#### Fragmento de página ####
Para encontrar soluciones a este dilema, el año pasado Francia convocó un panel de expertos que, liderados por Olivier Blanchard y Jean Tirole, presentaron el mes pasado un informe titulado “Grandes desafíos económicos futuros”. Con la mira puesta en la generación de buenos empleos, los autores recomiendan vincular las políticas laborales con las políticas industriales, regionales y de innovación. Al mismo tiempo destacan la importancia de llevar adelante políticas activas en coordinación con las empresas, reorientando las políticas industriales y regionales existentes desde los subsidios fiscales hacia la creación de bienes públicos que favorezcan la creación de buenos empleos a todas las empresas, y no solo a aquellas favorecidas con exoneraciones. Recomiendan además fomentar la incorporación de innovaciones que permitan potenciar a los trabajadores en lugar de reemplazarlos.
Estas recomendaciones resultan intuitivas y ayudan a inspirar la formulación de políticas consistentes desde el punto de vista fiscal. ¿Es rentable socialmente para el Estado otorgar exenciones a enclaves fiscales cerrados? ¿O resultaría más eficiente aplicar esos recursos para beneficiar una amplia gama de empresas que deseen incorporar nuevas tecnologías, como hace Europa con el auto eléctrico? ¿Imaginan a Europa otorgando licencias de zona franca para desarrollar motores eléctricos? ¿Tiene sentido seguir insistiendo con los cursos de INEFOP cuando podemos potenciar la UTU? Son todas preguntas que corresponde hacerse.
El problema del trabajo es lo suficientemente complejo como para informar todas las decisiones de política. El caso de Italia es emblemático; es un país que se define en el artículo 1 de su Constitución como “una República democrática basada en el trabajo”. Y vaya si habrá hecho honor a esta consigna durante el proceso de reconstrucción posterior a la Segunda Guerra Mundial. Uruguay debería inspirarse en antecedentes como estos, y vertebrar todas las políticas y energías en concebir y preparar al país más adecuadamente para el futuro del trabajo.
#### Material de estudio ####
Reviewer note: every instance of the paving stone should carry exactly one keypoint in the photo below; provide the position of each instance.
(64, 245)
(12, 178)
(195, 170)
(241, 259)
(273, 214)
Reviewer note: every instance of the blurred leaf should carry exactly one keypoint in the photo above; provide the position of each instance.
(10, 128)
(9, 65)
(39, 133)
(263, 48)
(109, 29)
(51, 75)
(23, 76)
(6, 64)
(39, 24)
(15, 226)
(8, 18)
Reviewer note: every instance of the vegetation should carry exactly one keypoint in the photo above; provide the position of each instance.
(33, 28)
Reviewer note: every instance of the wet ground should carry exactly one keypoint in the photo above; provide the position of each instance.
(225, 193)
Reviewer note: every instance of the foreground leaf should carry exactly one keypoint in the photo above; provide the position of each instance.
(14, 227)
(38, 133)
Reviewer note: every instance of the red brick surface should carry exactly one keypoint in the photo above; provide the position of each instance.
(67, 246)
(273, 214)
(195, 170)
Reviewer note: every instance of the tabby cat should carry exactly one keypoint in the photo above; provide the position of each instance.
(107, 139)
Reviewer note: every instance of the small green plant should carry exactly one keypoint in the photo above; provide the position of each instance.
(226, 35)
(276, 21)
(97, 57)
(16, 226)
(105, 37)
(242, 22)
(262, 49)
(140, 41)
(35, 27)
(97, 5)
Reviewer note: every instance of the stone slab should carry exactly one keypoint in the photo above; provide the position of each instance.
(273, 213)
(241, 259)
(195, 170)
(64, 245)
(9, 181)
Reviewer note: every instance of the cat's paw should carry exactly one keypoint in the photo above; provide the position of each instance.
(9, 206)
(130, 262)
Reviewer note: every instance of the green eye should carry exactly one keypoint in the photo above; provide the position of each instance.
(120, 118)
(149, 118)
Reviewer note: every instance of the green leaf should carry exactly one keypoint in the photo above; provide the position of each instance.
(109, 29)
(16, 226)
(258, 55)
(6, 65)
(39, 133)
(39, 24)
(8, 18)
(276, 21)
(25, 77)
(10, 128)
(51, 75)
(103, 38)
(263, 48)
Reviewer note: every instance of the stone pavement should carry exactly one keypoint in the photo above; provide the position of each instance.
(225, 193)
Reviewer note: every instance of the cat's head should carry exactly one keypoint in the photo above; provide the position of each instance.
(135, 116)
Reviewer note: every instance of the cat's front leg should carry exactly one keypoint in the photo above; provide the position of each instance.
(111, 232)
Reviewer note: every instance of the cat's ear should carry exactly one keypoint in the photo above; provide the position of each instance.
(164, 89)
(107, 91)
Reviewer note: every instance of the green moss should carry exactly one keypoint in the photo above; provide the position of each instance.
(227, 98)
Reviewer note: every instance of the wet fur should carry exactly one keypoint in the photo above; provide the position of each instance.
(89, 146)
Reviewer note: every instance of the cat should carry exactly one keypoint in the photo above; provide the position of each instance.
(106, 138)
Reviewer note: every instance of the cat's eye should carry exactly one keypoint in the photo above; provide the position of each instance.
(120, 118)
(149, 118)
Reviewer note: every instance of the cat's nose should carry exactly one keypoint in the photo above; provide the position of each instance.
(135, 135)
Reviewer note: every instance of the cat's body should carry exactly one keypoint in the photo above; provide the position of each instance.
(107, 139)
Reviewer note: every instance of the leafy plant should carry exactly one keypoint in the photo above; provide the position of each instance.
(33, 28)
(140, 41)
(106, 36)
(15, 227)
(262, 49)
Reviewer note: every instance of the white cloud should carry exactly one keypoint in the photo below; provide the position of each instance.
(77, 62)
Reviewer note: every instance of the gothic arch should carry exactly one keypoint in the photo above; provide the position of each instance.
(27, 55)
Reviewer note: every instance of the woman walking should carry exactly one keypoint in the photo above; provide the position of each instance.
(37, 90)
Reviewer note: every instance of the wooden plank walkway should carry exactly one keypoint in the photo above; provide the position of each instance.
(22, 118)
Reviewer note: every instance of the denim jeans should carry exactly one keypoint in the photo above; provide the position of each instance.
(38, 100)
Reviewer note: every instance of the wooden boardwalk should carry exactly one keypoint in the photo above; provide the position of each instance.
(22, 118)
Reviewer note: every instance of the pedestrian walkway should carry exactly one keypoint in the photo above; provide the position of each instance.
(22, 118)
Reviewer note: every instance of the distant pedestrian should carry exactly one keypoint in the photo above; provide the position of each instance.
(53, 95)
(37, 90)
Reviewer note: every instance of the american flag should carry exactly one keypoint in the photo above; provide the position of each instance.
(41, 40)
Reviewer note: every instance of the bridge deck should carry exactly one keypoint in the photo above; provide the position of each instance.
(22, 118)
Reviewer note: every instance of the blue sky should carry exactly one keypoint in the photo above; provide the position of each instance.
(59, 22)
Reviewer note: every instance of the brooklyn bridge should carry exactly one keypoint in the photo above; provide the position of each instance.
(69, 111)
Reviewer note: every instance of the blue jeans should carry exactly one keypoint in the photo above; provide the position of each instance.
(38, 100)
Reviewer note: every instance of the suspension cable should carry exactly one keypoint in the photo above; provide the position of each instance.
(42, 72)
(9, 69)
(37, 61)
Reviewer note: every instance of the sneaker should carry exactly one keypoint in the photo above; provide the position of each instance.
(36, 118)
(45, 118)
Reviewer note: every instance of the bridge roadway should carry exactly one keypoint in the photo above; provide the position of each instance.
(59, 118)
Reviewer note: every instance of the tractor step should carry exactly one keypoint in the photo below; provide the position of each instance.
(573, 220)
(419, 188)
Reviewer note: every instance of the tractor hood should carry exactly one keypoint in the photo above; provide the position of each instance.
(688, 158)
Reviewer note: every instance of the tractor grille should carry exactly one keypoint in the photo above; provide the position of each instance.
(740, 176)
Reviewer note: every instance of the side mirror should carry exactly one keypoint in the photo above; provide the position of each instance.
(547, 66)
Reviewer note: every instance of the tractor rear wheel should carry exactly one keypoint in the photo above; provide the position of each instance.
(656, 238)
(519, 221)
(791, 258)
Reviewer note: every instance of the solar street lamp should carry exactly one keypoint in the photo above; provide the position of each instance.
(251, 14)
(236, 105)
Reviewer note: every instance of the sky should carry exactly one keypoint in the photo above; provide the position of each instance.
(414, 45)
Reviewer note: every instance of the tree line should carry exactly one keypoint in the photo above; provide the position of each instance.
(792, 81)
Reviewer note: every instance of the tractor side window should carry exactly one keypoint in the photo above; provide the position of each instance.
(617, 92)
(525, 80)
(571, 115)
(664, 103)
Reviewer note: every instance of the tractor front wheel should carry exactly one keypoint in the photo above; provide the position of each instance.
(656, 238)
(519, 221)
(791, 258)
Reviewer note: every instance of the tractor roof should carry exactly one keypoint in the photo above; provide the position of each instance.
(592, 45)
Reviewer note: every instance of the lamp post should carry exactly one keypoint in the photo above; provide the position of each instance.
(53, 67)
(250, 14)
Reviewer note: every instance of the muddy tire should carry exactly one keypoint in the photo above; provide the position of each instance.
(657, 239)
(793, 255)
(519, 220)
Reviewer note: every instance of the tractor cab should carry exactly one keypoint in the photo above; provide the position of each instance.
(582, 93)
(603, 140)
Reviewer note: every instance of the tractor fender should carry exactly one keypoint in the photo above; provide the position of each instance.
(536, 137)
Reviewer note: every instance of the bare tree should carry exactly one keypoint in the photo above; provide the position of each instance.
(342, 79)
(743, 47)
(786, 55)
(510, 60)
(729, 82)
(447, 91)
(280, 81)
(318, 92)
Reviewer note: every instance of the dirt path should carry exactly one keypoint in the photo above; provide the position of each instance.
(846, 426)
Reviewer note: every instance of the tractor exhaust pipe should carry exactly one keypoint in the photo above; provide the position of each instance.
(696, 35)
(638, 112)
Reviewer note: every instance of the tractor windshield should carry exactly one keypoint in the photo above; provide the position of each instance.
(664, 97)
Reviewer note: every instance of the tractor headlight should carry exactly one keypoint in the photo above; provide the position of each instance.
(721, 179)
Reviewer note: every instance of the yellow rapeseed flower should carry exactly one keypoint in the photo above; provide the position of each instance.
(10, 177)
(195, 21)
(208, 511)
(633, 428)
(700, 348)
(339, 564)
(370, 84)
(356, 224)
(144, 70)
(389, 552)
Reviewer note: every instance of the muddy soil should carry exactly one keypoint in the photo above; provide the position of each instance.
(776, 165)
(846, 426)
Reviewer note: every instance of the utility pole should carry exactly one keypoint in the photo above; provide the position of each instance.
####
**Lista de tareas:**
[1] Transcriba del texto sobre el futuro del trabajo el tramo que va de "Estas recomendaciones resultan" hasta "que corresponde hacerse.".
[2] Traduzca al inglés esta oración del texto sobre el futuro del trabajo: "Recomiendan además fomentar la incorporación de innovaciones que permitan potenciar a los trabajadores en lugar de reemplazarlos."

**Respuestas por punto:**
[1]
Estas recomendaciones resultan intuitivas y ayudan a inspirar la formulación de políticas consistentes desde el punto de vista fiscal. ¿Es rentable socialmente para el Estado otorgar exenciones a enclaves fiscales cerrados? ¿O resultaría más eficiente aplicar esos recursos para beneficiar una amplia gama de empresas que deseen incorporar nuevas tecnologías, como hace Europa con el auto eléctrico? ¿Imaginan a Europa otorgando licencias de zona franca para desarrollar motores eléctricos? ¿Tiene sentido seguir insistiendo con los cursos de INEFOP cuando podemos potenciar la UTU? Son todas preguntas que corresponde hacerse.

[2] They also recommend encouraging the adoption of innovations that empower workers rather than replace them.